▶ **What you are asked to do**
Retype all of the data. Every line must match exactly.

▶ **Material for this exercise**

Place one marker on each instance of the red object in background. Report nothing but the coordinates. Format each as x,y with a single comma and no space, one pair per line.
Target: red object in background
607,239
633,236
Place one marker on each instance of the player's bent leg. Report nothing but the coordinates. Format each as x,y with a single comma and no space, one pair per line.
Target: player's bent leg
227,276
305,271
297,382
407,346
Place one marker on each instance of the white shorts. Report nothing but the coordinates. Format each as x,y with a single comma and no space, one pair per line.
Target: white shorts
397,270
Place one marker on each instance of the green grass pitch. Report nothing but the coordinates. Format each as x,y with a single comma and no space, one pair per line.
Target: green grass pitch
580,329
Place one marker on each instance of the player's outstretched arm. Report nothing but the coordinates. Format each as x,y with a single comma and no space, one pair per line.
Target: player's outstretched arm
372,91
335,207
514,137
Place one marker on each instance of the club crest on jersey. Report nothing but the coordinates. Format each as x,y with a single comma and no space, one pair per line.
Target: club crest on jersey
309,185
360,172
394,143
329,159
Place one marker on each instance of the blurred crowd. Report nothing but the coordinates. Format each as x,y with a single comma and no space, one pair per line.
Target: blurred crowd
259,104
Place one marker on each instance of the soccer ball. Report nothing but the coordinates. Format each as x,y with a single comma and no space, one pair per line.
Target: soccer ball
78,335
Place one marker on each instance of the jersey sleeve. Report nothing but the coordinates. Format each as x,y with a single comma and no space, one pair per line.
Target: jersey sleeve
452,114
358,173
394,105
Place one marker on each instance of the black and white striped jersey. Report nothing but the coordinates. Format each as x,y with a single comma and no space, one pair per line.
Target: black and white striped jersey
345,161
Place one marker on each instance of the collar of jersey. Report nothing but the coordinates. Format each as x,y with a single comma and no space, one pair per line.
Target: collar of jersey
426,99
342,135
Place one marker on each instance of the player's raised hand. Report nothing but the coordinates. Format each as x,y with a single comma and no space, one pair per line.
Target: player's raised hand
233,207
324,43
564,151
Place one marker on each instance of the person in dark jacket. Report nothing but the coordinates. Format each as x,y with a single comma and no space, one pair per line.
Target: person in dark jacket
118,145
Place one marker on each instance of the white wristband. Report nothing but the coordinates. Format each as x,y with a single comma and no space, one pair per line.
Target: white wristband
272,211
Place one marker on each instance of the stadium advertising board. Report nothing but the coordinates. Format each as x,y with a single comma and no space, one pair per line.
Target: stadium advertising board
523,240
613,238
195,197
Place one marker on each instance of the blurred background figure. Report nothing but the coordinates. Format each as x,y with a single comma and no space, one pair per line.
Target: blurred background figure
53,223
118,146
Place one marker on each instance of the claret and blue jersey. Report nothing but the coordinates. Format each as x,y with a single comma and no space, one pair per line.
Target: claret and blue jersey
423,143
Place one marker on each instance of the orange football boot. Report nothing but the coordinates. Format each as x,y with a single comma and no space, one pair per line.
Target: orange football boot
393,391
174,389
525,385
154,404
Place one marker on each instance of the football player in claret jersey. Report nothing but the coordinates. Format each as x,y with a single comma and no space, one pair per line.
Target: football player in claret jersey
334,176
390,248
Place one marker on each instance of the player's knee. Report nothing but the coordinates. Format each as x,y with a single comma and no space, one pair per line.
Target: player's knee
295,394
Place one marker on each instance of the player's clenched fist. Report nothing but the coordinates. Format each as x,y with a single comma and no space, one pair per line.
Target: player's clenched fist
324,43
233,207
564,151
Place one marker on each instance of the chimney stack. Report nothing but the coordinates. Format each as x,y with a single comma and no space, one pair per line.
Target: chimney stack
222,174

▶ **Task result**
Place one marker on each instance of the red object in background. Report nothing but the coordinates. Format each as x,y with a single comma and no space, one pair per line.
Target: red object in background
607,239
633,236
Place one marker on each instance of the player's bent leg. Report nothing but the coordinates. Format each as x,y with a single comma and no space, one pair per line.
Target: player's bent leg
227,276
305,271
297,382
407,346
Place one marker on each instance of the white shorts. Report nothing but the coordinates. Format each as x,y with a single comma and no space, one pair per line.
Target: white shorts
397,270
Place one marker on each instance of the green grass pitch. Report nothing but the coordinates. Format each as x,y with a single comma and no space, one pair per line.
Target: green grass pitch
580,329
Place one marker on each instance of the player's outstretched arm. Report nothing but the coordinates. Format each as x,y with a single comma and no space, one pair per line.
Target: player's outstretched arm
372,91
335,207
514,137
Place one marker on each instance of the club crest on jersey. Report nothing but the coordinates. Format each as x,y with a single comma and no space, one pair per line.
Target: club crest on jersey
309,185
360,172
394,143
329,159
Place one marker on each instance of the blurred crowd. Report nothing but the coordinates. Format each as x,y with a single comma and no space, one pair per line.
Target: blurred crowd
259,104
Place one marker on each instance of the soccer ball. Report nothing but the coordinates. Format each as x,y with a single comma and no space, one pair per line.
Target: soccer ball
78,335
Place one marker on each instance of the jersey sleeve. Report nothing but the coordinates. Format each as x,y with a single comma and no space, one pair per line.
Target: jersey sleeve
452,114
358,173
394,105
Place one marker on each instance of the black and white striped jersey. Report nothing but the coordinates. Format each as x,y with a single comma and no space, one pair per line.
Target: black and white striped jersey
345,161
Place one marker on each instance of the collar of jersey. Report nothing but the coordinates. Format each as x,y with a single comma and no space, one pair per line.
Target: collar of jersey
426,99
342,135
Place one marker on each instance of the player's raised hand. Report nothing but the coordinates. Format each as x,y with a single comma and no space, one pair per line.
Target: player's raised hand
233,207
324,43
564,151
Place one marker on each instance of the person in dark jacket. Report nothing but the coordinates. Format each as x,y with a single comma and no space, one pair per line.
Target: person in dark jacket
118,145
Place one marker on each instance of the white wristband. Report nothing but the coordinates. Format each as x,y with a single comma and no space, one pair per line.
Target: white wristband
272,211
Place one marker on each instance of the stadium advertising board. Report nothing but the coordinates. Format each as x,y with a single comma and no space, one pair per line.
Target: stadium advertising board
523,240
613,238
195,197
Place one marker on each instance of the blurred background figure. Report nothing but the coordinates. Format each as x,y with a single comma and no space, one pair per line.
Target: blurred background figure
53,223
118,146
Place one marker on each instance of the claret and blue jersey. Report nothing but the coordinates. Format each as x,y with a single comma and no space, one pair per line.
Target: claret and blue jersey
423,143
Place one marker on each instance of the orange football boot. Report nothing but the coordinates. Format each as x,y with a single comma and no space, one pair per line.
Target: orange football boot
393,391
174,389
525,385
154,404
Place one marker on each instance of the football player in claret jersey. Report nothing but the coordinates. Format each as x,y with a single comma and no space, one pair per line.
Target: football player in claret jersey
334,176
390,248
Place one marker on each instance of the player's knee. Report nothing but the coordinates. Format each as x,y with a single comma and no space, one pair per line.
Target: player's knee
295,394
Place one marker on each instance of the player's clenched fist. Report nothing but the coordinates. Format each as x,y with a single comma and no space, one pair per line.
Target: player's clenched fist
324,43
233,207
564,151
Place one marker on each instance of the chimney stack. Report nothing but the coordinates. Format each as x,y with a single comma and no space, one pair per line.
Target: chimney stack
222,174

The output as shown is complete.